Records to use:
══════════
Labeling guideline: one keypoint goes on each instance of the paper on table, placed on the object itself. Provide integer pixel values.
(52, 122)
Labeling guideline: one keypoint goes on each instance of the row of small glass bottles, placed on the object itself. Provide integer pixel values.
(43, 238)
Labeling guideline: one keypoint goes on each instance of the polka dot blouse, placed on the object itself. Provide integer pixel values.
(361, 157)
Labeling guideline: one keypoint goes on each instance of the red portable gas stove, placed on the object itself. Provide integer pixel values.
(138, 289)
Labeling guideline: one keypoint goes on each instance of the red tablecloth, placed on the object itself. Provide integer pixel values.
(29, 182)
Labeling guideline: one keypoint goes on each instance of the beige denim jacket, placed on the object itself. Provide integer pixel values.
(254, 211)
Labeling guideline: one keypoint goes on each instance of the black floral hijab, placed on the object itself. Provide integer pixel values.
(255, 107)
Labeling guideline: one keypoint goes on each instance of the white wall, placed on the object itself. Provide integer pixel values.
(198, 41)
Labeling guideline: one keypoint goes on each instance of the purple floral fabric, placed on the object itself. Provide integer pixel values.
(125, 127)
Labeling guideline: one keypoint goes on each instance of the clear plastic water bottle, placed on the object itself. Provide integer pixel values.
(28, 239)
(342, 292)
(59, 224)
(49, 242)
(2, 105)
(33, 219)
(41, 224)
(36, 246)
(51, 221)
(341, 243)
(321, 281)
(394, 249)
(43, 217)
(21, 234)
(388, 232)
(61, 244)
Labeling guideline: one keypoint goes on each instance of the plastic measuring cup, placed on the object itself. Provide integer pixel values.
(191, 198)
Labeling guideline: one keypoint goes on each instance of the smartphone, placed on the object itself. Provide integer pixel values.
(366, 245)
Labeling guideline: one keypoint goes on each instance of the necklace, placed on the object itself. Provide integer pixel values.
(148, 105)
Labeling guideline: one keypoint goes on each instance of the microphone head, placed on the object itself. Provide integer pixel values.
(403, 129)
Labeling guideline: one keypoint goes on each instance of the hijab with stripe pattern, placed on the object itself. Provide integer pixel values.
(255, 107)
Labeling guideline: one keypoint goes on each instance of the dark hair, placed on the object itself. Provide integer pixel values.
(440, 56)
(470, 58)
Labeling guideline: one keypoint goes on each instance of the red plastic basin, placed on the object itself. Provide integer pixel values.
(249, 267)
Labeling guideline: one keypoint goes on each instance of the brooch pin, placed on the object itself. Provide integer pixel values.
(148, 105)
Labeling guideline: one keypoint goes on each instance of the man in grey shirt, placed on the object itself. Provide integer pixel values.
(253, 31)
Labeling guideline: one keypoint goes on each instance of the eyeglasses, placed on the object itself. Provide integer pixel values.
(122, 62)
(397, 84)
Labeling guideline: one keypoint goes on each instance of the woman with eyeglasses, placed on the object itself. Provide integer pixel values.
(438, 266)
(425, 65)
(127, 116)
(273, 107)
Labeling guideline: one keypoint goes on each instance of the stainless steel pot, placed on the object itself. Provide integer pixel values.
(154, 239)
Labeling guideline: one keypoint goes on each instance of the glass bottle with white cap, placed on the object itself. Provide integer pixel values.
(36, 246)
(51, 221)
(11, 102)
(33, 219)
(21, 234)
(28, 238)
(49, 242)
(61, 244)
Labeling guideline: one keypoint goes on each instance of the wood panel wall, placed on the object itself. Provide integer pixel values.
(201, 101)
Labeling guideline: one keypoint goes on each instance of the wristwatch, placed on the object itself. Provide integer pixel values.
══════════
Exercise goal: From the line holding "of the stainless" down to the final line above, quote every line exactly and only those lines.

Result of this task:
Labeling guideline: one keypoint goes on each instance of the stainless steel pot, placed on the object itself. Provide integer pixel values.
(154, 239)
Labeling guideline: one keypoint goes on each instance of the glass bottle with white cap, placed on the object itself. Provide integer pixel values.
(36, 246)
(51, 221)
(11, 102)
(33, 219)
(21, 234)
(28, 238)
(49, 242)
(61, 244)
Labeling guideline: one keypoint goes on each instance of the wood panel wall, placed on the object itself. Provide integer pixel values.
(201, 101)
Labeling guideline: one keypoint goes on each instance of the wristwatch, placed on the object itself. Provide integer pixel values.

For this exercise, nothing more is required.